### Text excerpt
***
But I think it should. It’s in Hindi but the video maker has translated it.

Love makes fools of us all because it always breaks what you expect. Through colour like among same brave souls who fell in love across race lines, religious lines, caste lines. But the one we never spoke about was the GLBT. I am not Indian by nationality but I think India deserves to embrace those who need it. Section 377 of the Indian Penal Code MUST fall if India is to be a place without bigotry. It won’t stop the bigotry, but what it will do? Is stop state sponsored bigotry. And yes, a lot of us straight people WOULD break this law. Oral sex is listed as an unnatural sex act.
***
### Goal 1
Copy the passage on Section 377 word for word, starting at "Love makes fools" and ending after "unnatural sex act.".
### Goal 2
Continue the passage on Section 377, picking up after its final sentence.
The lines that come next are separate from the passage on Section 377.

### Dataset excerpt
***
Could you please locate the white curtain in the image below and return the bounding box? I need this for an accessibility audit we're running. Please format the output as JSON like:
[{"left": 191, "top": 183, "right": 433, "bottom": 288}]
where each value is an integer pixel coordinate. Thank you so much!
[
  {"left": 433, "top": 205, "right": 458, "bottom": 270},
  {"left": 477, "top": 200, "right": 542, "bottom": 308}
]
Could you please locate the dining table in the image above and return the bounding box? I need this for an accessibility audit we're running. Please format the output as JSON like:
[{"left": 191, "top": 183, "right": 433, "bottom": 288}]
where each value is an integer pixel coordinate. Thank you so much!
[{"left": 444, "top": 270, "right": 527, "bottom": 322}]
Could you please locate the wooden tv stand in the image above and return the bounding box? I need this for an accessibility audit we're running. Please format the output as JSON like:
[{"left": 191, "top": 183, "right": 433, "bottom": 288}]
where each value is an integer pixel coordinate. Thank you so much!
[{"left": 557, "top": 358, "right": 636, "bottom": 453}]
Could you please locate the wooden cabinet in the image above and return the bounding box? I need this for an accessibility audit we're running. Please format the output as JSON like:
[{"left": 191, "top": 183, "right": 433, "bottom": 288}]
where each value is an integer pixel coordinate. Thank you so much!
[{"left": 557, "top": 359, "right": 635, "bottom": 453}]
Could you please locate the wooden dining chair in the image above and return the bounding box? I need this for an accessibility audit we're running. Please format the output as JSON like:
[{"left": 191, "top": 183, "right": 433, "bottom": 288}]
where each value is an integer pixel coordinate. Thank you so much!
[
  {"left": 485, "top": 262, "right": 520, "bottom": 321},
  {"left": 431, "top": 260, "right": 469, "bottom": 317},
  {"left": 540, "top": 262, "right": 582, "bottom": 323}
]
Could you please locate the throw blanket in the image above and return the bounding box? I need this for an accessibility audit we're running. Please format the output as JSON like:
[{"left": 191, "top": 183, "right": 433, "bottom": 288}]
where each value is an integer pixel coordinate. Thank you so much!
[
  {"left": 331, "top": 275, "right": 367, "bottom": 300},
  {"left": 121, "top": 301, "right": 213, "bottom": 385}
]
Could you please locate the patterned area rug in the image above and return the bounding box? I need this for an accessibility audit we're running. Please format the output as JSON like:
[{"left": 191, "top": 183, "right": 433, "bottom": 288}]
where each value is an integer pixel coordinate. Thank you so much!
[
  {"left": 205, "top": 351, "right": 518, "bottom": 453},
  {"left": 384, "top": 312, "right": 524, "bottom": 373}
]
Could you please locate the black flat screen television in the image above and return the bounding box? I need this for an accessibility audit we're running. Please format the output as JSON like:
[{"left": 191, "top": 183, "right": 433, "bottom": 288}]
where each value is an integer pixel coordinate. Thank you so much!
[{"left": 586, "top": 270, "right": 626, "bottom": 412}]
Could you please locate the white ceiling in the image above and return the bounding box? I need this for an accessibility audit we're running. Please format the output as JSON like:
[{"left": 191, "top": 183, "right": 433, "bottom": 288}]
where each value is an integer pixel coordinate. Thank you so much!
***
### Reply 1
Love makes fools of us all because it always breaks what you expect. Through colour like among same brave souls who fell in love across race lines, religious lines, caste lines. But the one we never spoke about was the GLBT. I am not Indian by nationality but I think India deserves to embrace those who need it. Section 377 of the Indian Penal Code MUST fall if India is to be a place without bigotry. It won’t stop the bigotry, but what it will do? Is stop state sponsored bigotry. And yes, a lot of us straight people WOULD break this law. Oral sex is listed as an unnatural sex act.

### Reply 2
And section 377 is a weapon against love. As recently as the Khobragrade incident (where an Indian Diplomat was effectively engaged in slavery by lying about how much she was paying her maid and trying to maintain an Indian standard of pay in the USA along with Indian work hours rather than adhere to local laws. In short? They brought a maid/nanny from India claiming her to be essential staff. Then told her to lie about how much she was going to be paid in the USA if she wanted to keep her job. Once there the maid realised how much money she was MEANT to be earning and in what conditions she was MEANT to be working and decided to report her employer. The Indian response was to promote the low level diplomat till she had diplomatic immunity, kick up a fuss because she was strip searched and held among common thieves and prostitutes in a gaol! And then harass American diplomats. The USA has a law that the victims of human traffic and their families are entitled to safe and secure passage if they ask for it. So a embassy worker in India was held to be responsible for all of this by issuing green cards to the family of the maid. India’s response was to kick him out. One of the threats was from the Indian Finance Minister. He suggested that Section 377 of the IPC be used against GLBT embassy workers.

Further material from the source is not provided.